## REQUIREMENT:
Can you render every line of the listing below as a JSON array of strings, one string per line, with blank lines omitted?

#### INPUT MATERIAL ####

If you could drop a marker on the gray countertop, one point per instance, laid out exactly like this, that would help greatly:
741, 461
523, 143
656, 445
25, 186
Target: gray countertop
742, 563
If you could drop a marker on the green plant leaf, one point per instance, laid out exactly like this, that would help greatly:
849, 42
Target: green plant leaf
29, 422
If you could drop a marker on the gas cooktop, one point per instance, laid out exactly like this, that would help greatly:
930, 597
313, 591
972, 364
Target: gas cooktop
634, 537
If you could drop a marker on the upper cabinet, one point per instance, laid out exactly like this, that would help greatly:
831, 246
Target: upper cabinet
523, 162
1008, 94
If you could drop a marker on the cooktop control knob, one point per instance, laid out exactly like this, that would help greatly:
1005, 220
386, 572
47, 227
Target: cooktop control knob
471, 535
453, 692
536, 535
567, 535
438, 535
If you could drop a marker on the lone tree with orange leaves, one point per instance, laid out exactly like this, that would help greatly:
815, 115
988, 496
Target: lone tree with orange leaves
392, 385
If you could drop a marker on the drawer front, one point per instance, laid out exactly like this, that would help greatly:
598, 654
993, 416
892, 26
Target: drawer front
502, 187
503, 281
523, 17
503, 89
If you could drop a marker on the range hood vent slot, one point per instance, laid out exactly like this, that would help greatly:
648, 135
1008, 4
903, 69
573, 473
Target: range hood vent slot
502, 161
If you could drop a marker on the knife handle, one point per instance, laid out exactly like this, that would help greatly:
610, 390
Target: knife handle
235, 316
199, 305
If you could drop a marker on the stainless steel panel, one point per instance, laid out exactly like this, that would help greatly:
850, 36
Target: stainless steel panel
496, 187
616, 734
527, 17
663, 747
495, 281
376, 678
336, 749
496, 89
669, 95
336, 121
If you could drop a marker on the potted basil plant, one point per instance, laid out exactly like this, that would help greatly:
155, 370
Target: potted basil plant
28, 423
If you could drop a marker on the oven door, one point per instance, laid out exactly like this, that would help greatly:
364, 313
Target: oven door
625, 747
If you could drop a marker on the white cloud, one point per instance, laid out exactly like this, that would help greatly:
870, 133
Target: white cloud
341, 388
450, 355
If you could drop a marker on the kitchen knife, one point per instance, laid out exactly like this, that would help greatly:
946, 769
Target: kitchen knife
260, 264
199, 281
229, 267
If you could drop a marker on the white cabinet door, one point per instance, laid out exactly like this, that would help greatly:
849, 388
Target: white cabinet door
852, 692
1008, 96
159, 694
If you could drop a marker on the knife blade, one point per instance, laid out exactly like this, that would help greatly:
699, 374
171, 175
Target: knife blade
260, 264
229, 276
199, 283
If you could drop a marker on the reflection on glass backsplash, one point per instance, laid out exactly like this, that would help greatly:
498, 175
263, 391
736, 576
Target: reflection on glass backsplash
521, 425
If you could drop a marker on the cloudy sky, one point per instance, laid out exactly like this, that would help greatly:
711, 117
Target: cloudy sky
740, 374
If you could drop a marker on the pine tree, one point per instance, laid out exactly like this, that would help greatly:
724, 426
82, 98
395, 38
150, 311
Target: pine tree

####

## SOLVED EXERCISE:
[
  "If you could drop a marker on the gray countertop, one point per instance, laid out exactly like this, that would help greatly:",
  "741, 461",
  "523, 143",
  "656, 445",
  "25, 186",
  "Target: gray countertop",
  "742, 563",
  "If you could drop a marker on the green plant leaf, one point per instance, laid out exactly like this, that would help greatly:",
  "849, 42",
  "Target: green plant leaf",
  "29, 422",
  "If you could drop a marker on the gas cooktop, one point per instance, laid out exactly like this, that would help greatly:",
  "930, 597",
  "313, 591",
  "972, 364",
  "Target: gas cooktop",
  "634, 537",
  "If you could drop a marker on the upper cabinet, one point per instance, laid out exactly like this, that would help greatly:",
  "831, 246",
  "Target: upper cabinet",
  "523, 162",
  "1008, 94",
  "If you could drop a marker on the cooktop control knob, one point per instance, laid out exactly like this, that would help greatly:",
  "1005, 220",
  "386, 572",
  "47, 227",
  "Target: cooktop control knob",
  "471, 535",
  "453, 692",
  "536, 535",
  "567, 535",
  "438, 535",
  "If you could drop a marker on the lone tree with orange leaves, one point per instance, laid out exactly like this, that would help greatly:",
  "815, 115",
  "988, 496",
  "Target: lone tree with orange leaves",
  "392, 385",
  "If you could drop a marker on the drawer front, one point per instance, laid out exactly like this, that would help greatly:",
  "598, 654",
  "993, 416",
  "892, 26",
  "Target: drawer front",
  "502, 187",
  "503, 281",
  "523, 17",
  "503, 89",
  "If you could drop a marker on the range hood vent slot, one point per instance, laid out exactly like this, that would help greatly:",
  "648, 135",
  "1008, 4",
  "903, 69",
  "573, 473",
  "Target: range hood vent slot",
  "502, 161",
  "If you could drop a marker on the knife handle, one point per instance, laid out exactly like this, that would help greatly:",
  "610, 390",
  "Target: knife handle",
  "235, 316",
  "199, 305",
  "If you could drop a marker on the stainless steel panel, one point per instance, laid out exactly like this, that would help greatly:",
  "850, 36",
  "Target: stainless steel panel",
  "496, 187",
  "616, 734",
  "527, 17",
  "663, 747",
  "495, 281",
  "376, 678",
  "336, 749",
  "496, 89",
  "669, 95",
  "336, 121",
  "If you could drop a marker on the potted basil plant, one point per instance, laid out exactly like this, that would help greatly:",
  "155, 370",
  "Target: potted basil plant",
  "28, 423",
  "If you could drop a marker on the oven door, one point per instance, laid out exactly like this, that would help greatly:",
  "364, 313",
  "Target: oven door",
  "625, 747",
  "If you could drop a marker on the white cloud, one point per instance, laid out exactly like this, that would help greatly:",
  "870, 133",
  "Target: white cloud",
  "341, 388",
  "450, 355",
  "If you could drop a marker on the kitchen knife, one point per instance, laid out exactly like this, that would help greatly:",
  "946, 769",
  "Target: kitchen knife",
  "260, 264",
  "199, 281",
  "229, 267",
  "If you could drop a marker on the white cabinet door, one point per instance, laid out exactly like this, that would help greatly:",
  "849, 388",
  "Target: white cabinet door",
  "852, 692",
  "1008, 96",
  "159, 694",
  "If you could drop a marker on the knife blade, one point per instance, laid out exactly like this, that would help greatly:",
  "699, 374",
  "171, 175",
  "Target: knife blade",
  "260, 264",
  "229, 276",
  "199, 283",
  "If you could drop a marker on the reflection on glass backsplash, one point per instance, laid out exactly like this, that would help greatly:",
  "498, 175",
  "263, 391",
  "736, 576",
  "Target: reflection on glass backsplash",
  "521, 425",
  "If you could drop a marker on the cloudy sky, one point per instance, laid out exactly like this, that would help greatly:",
  "711, 117",
  "Target: cloudy sky",
  "740, 374",
  "If you could drop a marker on the pine tree, one point per instance, laid out exactly like this, that would help greatly:",
  "724, 426",
  "82, 98",
  "395, 38",
  "150, 311",
  "Target: pine tree"
]